→ Work to complete
Retype all of the data. Every line must match exactly.

→ Input records

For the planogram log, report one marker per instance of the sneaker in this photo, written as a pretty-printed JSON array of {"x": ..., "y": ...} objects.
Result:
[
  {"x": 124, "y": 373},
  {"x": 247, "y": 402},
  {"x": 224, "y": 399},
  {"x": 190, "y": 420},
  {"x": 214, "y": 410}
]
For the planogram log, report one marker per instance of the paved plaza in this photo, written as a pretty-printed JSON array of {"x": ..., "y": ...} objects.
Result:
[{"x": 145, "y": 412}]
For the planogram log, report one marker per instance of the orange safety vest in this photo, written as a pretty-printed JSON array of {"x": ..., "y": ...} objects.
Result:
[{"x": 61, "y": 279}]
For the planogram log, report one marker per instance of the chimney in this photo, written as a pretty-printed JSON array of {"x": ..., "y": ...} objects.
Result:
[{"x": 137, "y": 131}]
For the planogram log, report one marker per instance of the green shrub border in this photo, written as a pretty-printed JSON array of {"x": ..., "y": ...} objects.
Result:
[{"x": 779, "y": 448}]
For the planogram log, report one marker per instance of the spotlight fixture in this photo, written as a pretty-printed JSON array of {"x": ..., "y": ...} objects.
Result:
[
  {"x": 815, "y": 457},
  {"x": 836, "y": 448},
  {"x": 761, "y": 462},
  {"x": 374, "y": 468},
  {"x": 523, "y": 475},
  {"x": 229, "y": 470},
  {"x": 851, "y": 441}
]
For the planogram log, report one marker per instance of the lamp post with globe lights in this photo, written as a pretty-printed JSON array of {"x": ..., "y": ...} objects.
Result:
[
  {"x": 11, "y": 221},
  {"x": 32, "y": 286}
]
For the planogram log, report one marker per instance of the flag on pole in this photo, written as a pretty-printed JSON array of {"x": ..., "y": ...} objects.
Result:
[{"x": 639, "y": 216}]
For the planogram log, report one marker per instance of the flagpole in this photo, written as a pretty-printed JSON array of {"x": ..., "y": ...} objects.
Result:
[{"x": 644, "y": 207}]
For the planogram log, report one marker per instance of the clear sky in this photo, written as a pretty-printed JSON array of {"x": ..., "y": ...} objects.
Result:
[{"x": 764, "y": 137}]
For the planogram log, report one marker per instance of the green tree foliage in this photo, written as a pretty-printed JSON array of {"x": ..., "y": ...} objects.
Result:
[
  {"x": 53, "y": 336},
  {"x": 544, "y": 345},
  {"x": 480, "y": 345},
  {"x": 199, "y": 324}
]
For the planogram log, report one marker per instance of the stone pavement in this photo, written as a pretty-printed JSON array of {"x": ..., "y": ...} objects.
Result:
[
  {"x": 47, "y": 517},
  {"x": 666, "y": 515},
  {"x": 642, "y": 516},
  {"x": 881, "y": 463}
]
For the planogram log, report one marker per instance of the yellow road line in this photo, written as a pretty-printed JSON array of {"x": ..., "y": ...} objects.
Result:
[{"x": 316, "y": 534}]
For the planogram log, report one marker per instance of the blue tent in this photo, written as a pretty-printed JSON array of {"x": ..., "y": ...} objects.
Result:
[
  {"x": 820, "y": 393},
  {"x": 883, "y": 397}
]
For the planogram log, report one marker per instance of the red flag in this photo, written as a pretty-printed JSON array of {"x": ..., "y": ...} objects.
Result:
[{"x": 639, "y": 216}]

→ Complete output
For the planogram log, report one marker per instance of the sneaker in this photo, written as a pretty-printed JSON array of {"x": ..., "y": ...} objects.
Result:
[
  {"x": 124, "y": 373},
  {"x": 247, "y": 402},
  {"x": 224, "y": 399},
  {"x": 190, "y": 420},
  {"x": 214, "y": 410}
]
For the planogram log, report one marker per instance of the paved plaza in this photo, written as a pretty-printed JSON array of {"x": ..., "y": ...} objects.
Result:
[{"x": 145, "y": 412}]
For the planogram log, report one marker per instance of the orange safety vest in this photo, written as a pretty-printed JSON array of {"x": ..., "y": ...} objects.
Result:
[{"x": 61, "y": 279}]
For the planogram log, report one marker per instance of the chimney in this photo, written as a pretty-printed JSON array of {"x": ..., "y": ...} objects.
Result:
[{"x": 137, "y": 131}]
For the planogram log, report one marker per instance of the green shrub border in this photo, written as a pretty-printed JSON array of {"x": ..., "y": ...} objects.
Result:
[{"x": 779, "y": 448}]
For the planogram log, report one marker per instance of the spotlight fixture in this photo, written as a pretty-printed JSON array of {"x": ..., "y": ...} objects.
Result:
[
  {"x": 815, "y": 457},
  {"x": 836, "y": 448},
  {"x": 761, "y": 462},
  {"x": 374, "y": 468},
  {"x": 523, "y": 475},
  {"x": 229, "y": 470},
  {"x": 851, "y": 441}
]
For the planogram log, report one marker per instance of the lamp post with globe lights in this photo, written as a pretty-printed JSON array of {"x": ..., "y": ...} objects.
Result:
[
  {"x": 11, "y": 221},
  {"x": 32, "y": 286}
]
For the planogram log, report one marker per instance of the flag on pole in this photo, written as a pretty-printed JSON array of {"x": ..., "y": ...} objects.
Result:
[{"x": 639, "y": 216}]
For the planogram log, report one marker per instance of the flagpole in this photo, written as a pretty-printed JSON array of {"x": ..., "y": ...} objects.
Result:
[{"x": 644, "y": 207}]
For the planogram log, report one marker per instance of the clear sky in this photo, written as a pretty-printed JSON array of {"x": ..., "y": ...} objects.
Result:
[{"x": 764, "y": 137}]
For the planogram log, report one marker per instance of the green tree foliage in this photo, written as a pretty-printed JSON array of {"x": ..., "y": ...} objects.
Result:
[
  {"x": 53, "y": 336},
  {"x": 544, "y": 345},
  {"x": 480, "y": 345},
  {"x": 199, "y": 324}
]
For the planogram log, report one marker per instance of the stone pavement in this photo, written as a pretty-printed JSON array of {"x": ..., "y": ...} objects.
Result:
[
  {"x": 47, "y": 517},
  {"x": 666, "y": 515},
  {"x": 642, "y": 516},
  {"x": 881, "y": 463}
]
For the planogram log, report one marker per instance of the yellow road line in this photo, written as a pretty-printed JSON array of {"x": ..., "y": ...} objects.
Result:
[{"x": 316, "y": 534}]
For the planogram log, report one marker per instance of the blue tent in this photo, written as a pretty-printed JSON array of {"x": ..., "y": ...} objects.
Result:
[
  {"x": 820, "y": 393},
  {"x": 883, "y": 397}
]
For the planogram log, report one marker per instance of the red flag in this photo, written as a pretty-printed JSON array of {"x": ..., "y": ...} objects.
Result:
[{"x": 639, "y": 216}]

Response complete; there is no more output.